╭─ Working data

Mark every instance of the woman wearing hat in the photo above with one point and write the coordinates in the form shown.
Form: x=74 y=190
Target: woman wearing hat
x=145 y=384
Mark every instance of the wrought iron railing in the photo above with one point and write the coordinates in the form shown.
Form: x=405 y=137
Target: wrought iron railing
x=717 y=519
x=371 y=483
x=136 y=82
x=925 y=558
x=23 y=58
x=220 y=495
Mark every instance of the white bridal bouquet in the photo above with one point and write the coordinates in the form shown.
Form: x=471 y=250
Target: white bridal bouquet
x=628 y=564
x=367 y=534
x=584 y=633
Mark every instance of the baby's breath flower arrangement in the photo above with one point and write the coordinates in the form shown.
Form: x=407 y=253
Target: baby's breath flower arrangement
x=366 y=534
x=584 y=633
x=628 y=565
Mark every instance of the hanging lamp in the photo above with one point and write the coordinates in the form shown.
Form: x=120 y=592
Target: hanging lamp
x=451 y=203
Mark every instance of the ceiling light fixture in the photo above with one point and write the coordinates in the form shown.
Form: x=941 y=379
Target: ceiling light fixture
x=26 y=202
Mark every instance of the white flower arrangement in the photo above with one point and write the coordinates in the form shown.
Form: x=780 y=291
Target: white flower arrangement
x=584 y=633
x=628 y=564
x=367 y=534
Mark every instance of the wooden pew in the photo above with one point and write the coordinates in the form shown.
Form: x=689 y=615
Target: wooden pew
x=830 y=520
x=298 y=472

╰─

Stated task: Rewrite all of the records above, replacing every occurrence of "Target" with "Object" and leaving everything else unchanged.

Response below:
Mark every instance of the woman wearing hat in the photo above with one point and write the coordinates in the form shown.
Form: x=74 y=190
Object: woman wearing hat
x=145 y=384
Mark every instance of the wrought iron railing in the photo above with one point and write the coordinates in the form shown.
Form: x=405 y=137
Object: wrought iron railing
x=717 y=519
x=371 y=483
x=136 y=82
x=925 y=558
x=23 y=58
x=220 y=495
Mark every instance of the white bridal bouquet in the photo above with one point and write the coordinates in the form shown.
Form: x=471 y=250
Object: white bridal bouquet
x=628 y=564
x=367 y=534
x=584 y=633
Mark every instance of the baby's breath flower arrangement in the photo above with one point and write the coordinates in the form shown.
Form: x=407 y=253
Object: baby's breath flower arrangement
x=366 y=534
x=584 y=633
x=628 y=565
Mark every instance of the hanging lamp in the photo above with one point and write the coordinates in the form shown.
Form: x=120 y=592
Object: hanging lamp
x=451 y=203
Mark every instance of the ceiling light fixture in the photo above with one point and write the coordinates in the form shown.
Form: x=941 y=379
Object: ceiling light fixture
x=26 y=202
Mark every instance of the white flower arrangement in the photo above with one point and write the coordinates in the form shown.
Form: x=780 y=291
Object: white flower arrangement
x=584 y=633
x=628 y=564
x=367 y=534
Mark every instance of the wooden pew in the photo above with one point and write the coordinates in the form shown.
Form: x=689 y=615
Object: wooden pew
x=830 y=520
x=298 y=472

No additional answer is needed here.